What this task involves — Give the listing below again in full, exactly as written.

Task input —

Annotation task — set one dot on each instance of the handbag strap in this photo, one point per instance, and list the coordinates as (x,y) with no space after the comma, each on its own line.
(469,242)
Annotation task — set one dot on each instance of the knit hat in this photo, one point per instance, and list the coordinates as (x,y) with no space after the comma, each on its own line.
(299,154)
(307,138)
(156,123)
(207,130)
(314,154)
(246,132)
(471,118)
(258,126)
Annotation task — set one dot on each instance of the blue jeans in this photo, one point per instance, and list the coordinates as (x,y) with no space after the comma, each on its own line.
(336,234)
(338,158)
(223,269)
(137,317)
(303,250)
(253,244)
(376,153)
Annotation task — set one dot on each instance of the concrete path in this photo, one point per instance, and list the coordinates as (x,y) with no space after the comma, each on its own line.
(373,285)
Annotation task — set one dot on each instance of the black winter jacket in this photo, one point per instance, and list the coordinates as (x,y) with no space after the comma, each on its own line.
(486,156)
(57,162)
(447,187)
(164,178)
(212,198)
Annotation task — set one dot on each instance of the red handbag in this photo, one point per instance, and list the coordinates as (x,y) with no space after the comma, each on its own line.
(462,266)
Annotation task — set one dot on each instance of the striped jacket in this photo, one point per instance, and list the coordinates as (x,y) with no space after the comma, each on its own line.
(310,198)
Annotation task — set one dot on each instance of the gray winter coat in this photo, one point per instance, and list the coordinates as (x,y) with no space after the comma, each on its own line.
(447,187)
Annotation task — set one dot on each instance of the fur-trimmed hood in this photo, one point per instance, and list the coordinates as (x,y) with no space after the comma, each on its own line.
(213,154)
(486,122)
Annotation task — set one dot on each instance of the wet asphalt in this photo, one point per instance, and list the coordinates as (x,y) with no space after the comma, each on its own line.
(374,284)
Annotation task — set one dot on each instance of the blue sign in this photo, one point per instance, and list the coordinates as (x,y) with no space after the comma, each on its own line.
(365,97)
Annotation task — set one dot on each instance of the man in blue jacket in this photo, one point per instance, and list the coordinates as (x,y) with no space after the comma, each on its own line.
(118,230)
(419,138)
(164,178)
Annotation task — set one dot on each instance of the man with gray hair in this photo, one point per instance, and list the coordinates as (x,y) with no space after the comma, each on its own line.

Expected answer —
Annotation task — set one dot on each instance of the handbag strap in this photo, one point per instance, and list the coordinates as (x,y) with no space after the comma, each on its own line.
(469,242)
Annotation task — set one dot on each instance of the knit hat in this photo, one point per instance, and list the coordinates as (x,y) with no space after the comma, each on its own line.
(299,154)
(307,138)
(156,123)
(207,130)
(314,154)
(246,132)
(471,118)
(258,126)
Annotation task — set one dot on each instance of the blue jeans in this photo, one point per instance, and list the coordinates as (x,y) with no space after the comma, each on its own line.
(336,234)
(338,158)
(223,269)
(137,317)
(303,250)
(253,244)
(376,153)
Annotation task — set one dot on each instance of the concrete path in this photo, one point per instance, and list the coordinates as (x,y) with no space after the comma, each on its own line.
(373,285)
Annotation task — set one dot on each instance of the black winter jacket in this photo, one point per instance, and list the coordinates as (x,y) with no space after the comma, each on its own line.
(486,156)
(57,162)
(447,187)
(164,178)
(212,198)
Annotation task — set one dot on each instance of the red handbag in this photo, one point per instance, and list the coordinates as (x,y) with no space after the comma, each on its own line.
(462,266)
Annotation task — set one dot on each instance of the striped jacket in this photo, one point per instance, and list the coordinates as (x,y) with no space after the comma, each on its own line.
(310,198)
Annotation task — set one dot on each instance of the gray winter coat in this photo, one point per instance, and list the coordinates as (x,y) with no space after the comma, each on its own line.
(447,187)
Annotation task — set one dot on each instance of the fur-trimmed hood in this photo, one point per instance, and list the coordinates as (x,y) with no space after the comma, each on its own line.
(213,154)
(486,122)
Annotation task — set one dot on each instance of the wet asphalt in this photo, one point per instance, and list the coordinates as (x,y) with no space after the comma, each on its own line.
(374,284)
Annotation task — set one dot on each instance of the blue sign in this photo, one point per instance, and list the coordinates as (x,y) with no space after the comma, each on its own line.
(365,97)
Annotation task — set one dot on each instance of the man in blue jacket in this photo, one point per instance, and list the coordinates as (x,y) with no space after the comma, each on its own line.
(118,230)
(419,138)
(164,178)
Annotation task — set one dot on each instance of the man with gray hair in this photo, one point per instance, and list the coordinates as (x,y) with no space after the comma, each on its own line.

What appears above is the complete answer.